= What needs to be done =
Only the lines from the one with "<item>gray vase</item> |" onward are wanted, through the last line of the entries, set down exactly.

= Source records =
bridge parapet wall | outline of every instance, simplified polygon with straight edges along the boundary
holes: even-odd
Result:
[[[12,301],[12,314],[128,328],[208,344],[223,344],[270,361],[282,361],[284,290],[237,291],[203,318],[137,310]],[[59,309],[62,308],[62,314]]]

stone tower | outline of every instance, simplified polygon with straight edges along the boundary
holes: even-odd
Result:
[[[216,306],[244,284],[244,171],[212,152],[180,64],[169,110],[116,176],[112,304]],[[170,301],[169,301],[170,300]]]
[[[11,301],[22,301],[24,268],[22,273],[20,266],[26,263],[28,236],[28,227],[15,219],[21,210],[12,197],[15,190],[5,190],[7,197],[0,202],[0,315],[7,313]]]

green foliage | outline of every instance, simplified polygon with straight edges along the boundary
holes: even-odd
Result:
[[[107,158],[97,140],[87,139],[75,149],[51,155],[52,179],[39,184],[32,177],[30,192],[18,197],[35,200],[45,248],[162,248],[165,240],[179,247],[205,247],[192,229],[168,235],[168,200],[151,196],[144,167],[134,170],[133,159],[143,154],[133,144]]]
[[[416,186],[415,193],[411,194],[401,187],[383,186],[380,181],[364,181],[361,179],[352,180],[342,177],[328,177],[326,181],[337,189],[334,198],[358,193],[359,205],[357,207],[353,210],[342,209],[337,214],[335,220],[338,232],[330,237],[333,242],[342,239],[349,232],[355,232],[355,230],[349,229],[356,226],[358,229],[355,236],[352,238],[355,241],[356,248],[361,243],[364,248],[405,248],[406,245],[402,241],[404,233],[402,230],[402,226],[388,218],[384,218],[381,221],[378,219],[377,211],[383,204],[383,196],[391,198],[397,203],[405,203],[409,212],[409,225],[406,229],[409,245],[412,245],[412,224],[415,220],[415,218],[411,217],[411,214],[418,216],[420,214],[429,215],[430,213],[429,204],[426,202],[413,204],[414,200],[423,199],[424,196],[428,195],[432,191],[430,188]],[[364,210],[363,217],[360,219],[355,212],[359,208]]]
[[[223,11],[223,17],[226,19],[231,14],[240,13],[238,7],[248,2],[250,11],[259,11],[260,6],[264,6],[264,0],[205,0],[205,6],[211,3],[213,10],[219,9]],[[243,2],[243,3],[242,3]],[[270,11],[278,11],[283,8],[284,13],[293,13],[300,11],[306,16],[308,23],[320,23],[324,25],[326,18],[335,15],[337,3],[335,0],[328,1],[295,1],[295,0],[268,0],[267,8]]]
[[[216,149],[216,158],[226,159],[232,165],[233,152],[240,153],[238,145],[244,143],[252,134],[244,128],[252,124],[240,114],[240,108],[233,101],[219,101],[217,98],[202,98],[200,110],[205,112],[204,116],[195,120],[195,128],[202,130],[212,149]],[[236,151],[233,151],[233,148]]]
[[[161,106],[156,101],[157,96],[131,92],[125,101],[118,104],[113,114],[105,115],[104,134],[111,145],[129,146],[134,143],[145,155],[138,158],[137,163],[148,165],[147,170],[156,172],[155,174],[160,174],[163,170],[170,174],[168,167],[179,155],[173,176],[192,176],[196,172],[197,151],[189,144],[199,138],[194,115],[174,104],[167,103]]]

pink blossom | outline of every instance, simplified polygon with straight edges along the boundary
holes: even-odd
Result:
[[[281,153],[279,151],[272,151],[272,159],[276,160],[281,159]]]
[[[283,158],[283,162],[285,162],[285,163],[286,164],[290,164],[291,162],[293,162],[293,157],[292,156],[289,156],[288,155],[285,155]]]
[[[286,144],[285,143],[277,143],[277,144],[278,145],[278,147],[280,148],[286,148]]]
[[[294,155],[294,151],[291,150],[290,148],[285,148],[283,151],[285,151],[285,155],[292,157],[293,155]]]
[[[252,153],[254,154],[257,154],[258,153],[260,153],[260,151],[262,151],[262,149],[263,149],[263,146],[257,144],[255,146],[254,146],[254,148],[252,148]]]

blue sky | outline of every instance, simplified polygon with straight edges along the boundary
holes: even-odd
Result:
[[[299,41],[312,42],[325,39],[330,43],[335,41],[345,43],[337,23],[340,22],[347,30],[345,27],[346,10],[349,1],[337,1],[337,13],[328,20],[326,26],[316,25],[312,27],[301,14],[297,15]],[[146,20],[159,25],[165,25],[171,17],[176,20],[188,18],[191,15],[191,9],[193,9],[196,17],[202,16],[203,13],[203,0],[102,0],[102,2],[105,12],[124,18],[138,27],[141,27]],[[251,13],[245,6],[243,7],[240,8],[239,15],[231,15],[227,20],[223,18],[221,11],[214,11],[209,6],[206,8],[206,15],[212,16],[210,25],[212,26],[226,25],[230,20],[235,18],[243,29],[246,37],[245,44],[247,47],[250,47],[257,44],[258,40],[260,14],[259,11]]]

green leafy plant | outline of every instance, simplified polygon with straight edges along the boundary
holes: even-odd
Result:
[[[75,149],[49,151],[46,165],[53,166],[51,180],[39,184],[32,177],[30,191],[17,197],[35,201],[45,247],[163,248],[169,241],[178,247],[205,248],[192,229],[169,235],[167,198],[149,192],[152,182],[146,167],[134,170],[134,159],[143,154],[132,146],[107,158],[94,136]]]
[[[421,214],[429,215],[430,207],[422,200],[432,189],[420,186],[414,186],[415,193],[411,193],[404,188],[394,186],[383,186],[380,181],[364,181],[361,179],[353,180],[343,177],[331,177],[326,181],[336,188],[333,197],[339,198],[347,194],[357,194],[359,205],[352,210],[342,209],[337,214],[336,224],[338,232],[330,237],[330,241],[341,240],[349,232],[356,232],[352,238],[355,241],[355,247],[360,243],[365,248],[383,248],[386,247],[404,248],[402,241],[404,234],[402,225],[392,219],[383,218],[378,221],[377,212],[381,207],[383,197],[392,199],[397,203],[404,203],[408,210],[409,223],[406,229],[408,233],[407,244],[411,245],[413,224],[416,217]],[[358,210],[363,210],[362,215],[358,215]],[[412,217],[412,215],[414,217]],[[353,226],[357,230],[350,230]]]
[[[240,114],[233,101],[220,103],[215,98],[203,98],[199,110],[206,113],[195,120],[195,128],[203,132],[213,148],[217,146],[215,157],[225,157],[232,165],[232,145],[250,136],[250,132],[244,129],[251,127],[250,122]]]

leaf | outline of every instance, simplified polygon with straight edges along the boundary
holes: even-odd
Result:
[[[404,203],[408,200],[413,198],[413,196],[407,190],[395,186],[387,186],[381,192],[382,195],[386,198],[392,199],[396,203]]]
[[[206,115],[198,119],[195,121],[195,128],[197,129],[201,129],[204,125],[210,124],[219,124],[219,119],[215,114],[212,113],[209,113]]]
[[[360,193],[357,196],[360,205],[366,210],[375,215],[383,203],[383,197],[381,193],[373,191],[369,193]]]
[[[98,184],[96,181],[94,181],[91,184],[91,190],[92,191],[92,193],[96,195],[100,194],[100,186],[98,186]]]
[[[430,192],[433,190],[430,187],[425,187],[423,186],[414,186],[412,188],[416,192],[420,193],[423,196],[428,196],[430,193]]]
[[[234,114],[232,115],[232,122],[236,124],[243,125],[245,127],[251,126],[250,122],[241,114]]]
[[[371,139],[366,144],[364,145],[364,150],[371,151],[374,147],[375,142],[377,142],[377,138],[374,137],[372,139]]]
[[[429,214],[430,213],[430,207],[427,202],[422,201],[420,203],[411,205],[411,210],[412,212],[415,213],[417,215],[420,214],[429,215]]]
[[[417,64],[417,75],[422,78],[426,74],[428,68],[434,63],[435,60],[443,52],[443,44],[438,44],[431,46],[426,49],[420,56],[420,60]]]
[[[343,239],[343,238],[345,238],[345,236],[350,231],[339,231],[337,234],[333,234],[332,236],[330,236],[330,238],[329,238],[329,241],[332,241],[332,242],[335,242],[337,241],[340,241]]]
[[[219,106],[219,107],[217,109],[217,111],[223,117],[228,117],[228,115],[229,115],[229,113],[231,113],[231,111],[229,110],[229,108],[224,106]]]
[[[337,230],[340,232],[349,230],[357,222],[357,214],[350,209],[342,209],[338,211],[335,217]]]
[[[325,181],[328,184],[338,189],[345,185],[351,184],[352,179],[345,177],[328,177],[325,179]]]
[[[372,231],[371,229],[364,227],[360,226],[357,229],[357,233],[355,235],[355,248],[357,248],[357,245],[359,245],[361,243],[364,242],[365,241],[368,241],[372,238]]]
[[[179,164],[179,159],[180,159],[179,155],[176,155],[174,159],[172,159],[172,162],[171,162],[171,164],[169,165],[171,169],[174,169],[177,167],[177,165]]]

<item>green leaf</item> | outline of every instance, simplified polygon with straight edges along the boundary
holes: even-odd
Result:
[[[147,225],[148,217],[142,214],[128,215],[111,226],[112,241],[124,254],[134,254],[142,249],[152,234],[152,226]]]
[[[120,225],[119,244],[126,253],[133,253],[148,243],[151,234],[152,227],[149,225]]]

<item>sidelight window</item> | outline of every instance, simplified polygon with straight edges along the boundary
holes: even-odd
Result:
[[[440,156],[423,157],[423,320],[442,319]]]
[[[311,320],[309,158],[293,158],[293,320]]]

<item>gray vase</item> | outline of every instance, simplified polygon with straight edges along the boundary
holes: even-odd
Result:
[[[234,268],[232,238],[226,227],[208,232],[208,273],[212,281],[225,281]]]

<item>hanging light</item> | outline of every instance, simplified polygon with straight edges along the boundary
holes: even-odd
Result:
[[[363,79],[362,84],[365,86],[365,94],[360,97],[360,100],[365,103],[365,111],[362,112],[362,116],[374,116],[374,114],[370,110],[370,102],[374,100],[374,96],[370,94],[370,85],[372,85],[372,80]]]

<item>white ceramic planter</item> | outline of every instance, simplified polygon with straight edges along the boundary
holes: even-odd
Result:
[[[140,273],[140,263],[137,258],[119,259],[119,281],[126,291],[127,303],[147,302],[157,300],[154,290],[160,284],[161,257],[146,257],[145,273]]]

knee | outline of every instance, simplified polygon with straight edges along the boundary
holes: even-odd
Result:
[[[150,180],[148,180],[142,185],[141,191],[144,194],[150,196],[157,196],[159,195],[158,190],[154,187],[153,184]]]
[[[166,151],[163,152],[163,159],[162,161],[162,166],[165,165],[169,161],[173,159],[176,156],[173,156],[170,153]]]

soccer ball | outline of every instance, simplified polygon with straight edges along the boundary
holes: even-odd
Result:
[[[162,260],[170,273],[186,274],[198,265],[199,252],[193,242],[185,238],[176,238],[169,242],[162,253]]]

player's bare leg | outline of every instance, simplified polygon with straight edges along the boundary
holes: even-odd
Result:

= Exercise solution =
<item>gray vase</item> | outline of every instance, simplified polygon with straight edges along the boundary
holes: even-odd
Result:
[[[234,268],[232,238],[226,227],[208,232],[208,273],[212,281],[225,281]]]

<item>hanging light</item> | outline of every instance, simplified polygon with straight edges along the boundary
holes: even-odd
Result:
[[[363,79],[362,84],[365,86],[365,94],[360,97],[360,100],[365,103],[365,111],[362,112],[362,116],[374,116],[374,114],[370,110],[370,102],[374,100],[374,96],[370,94],[370,85],[372,85],[372,80]]]

<item>white ceramic planter</item> | outline of every instance, simplified polygon with straight edges along the boundary
holes: even-odd
Result:
[[[140,273],[140,263],[137,258],[119,259],[119,281],[126,291],[127,303],[147,302],[157,300],[154,290],[160,284],[161,257],[146,257],[145,273]]]

knee | outline of every instance, simplified polygon with straight edges along the boundary
holes: even-odd
Result:
[[[150,180],[148,180],[142,185],[141,191],[144,194],[150,196],[157,196],[159,195],[158,190],[154,187],[153,184]]]
[[[166,151],[163,152],[163,159],[162,161],[162,166],[165,165],[169,161],[173,159],[176,156],[173,156],[170,153]]]

soccer ball | outline of every instance, simplified polygon with straight edges along the boundary
holes: even-odd
Result:
[[[162,260],[170,273],[186,274],[198,265],[199,252],[193,242],[185,238],[176,238],[169,242],[162,253]]]

player's bare leg | outline of every instance, simplified polygon with straight edges along the boundary
holes: even-odd
Result:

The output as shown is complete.